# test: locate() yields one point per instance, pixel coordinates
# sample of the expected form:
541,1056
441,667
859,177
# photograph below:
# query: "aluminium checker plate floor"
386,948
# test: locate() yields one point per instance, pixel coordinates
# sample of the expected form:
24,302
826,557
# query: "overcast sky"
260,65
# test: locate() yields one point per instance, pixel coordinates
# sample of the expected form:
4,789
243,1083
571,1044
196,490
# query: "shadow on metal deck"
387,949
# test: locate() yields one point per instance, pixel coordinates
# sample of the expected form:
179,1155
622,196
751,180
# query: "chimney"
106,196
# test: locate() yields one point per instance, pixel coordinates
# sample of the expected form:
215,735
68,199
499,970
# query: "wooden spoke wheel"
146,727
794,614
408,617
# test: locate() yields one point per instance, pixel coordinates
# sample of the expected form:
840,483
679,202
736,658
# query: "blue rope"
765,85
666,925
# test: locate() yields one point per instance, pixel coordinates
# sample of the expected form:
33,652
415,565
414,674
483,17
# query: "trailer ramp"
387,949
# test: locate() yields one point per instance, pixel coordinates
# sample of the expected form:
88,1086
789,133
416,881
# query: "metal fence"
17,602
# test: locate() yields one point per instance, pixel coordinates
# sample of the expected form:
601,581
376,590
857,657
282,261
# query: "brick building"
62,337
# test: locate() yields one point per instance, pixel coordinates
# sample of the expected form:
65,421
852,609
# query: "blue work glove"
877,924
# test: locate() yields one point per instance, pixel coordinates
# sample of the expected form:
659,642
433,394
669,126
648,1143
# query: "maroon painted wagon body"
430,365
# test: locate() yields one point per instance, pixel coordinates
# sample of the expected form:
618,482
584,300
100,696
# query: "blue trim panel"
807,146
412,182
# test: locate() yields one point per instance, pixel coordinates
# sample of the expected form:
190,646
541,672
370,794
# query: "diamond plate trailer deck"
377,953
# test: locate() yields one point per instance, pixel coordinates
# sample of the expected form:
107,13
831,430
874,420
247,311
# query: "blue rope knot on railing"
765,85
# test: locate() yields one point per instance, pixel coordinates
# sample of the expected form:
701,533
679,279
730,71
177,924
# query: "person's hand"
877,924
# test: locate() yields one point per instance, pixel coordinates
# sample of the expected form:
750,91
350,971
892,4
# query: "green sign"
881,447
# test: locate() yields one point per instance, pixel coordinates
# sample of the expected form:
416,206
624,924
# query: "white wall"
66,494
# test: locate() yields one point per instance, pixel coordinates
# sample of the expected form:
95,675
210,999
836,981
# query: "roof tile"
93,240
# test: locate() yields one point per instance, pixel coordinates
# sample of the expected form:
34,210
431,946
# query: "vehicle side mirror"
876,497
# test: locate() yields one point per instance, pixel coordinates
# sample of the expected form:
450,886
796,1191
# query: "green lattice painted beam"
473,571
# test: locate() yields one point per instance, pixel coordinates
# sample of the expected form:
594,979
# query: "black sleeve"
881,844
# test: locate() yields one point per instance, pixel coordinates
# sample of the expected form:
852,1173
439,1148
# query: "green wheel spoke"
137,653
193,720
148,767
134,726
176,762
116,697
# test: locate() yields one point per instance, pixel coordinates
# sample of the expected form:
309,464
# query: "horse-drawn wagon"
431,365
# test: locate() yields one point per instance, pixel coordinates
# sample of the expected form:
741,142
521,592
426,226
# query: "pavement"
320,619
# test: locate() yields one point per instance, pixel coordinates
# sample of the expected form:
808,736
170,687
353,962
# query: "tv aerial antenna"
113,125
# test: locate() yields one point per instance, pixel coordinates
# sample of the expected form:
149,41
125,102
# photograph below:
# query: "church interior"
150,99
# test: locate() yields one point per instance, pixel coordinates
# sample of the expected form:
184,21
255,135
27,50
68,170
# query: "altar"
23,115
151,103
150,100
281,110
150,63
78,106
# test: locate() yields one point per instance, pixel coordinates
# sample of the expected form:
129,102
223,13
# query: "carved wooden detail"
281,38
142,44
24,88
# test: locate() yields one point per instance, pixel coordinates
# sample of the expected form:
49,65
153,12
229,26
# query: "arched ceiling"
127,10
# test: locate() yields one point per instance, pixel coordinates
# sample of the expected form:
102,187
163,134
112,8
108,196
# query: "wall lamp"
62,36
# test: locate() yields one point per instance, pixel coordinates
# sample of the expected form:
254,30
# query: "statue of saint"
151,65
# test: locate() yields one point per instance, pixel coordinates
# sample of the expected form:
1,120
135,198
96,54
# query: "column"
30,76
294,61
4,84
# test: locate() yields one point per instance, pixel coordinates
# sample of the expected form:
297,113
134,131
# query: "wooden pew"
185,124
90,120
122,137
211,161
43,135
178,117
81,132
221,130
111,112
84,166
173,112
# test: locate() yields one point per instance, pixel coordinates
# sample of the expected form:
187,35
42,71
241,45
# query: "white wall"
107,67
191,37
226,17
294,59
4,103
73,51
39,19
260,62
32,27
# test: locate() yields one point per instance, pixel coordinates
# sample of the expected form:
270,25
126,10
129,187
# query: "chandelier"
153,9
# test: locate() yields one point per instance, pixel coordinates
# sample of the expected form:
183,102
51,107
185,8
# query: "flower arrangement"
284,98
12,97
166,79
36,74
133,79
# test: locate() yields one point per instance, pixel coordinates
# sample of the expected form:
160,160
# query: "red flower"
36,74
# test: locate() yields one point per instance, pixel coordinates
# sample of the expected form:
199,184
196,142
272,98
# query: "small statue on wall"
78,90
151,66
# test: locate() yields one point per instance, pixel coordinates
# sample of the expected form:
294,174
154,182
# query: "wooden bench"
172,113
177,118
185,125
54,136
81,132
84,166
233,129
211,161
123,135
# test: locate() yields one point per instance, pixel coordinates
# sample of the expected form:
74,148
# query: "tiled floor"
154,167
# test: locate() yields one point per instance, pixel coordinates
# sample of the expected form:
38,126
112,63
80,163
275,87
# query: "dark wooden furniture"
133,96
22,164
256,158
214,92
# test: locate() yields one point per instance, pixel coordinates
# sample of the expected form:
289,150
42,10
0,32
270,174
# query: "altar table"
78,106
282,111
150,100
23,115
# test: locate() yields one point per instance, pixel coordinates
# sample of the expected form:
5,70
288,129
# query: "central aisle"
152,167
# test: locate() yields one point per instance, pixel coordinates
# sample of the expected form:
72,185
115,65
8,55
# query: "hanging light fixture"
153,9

★ ★ ★

> Given instruction
Tally the lines of the material above that contain the string "metal", treating uppercase and lowercase as distinct, and give only the number.

> Solution to this task
2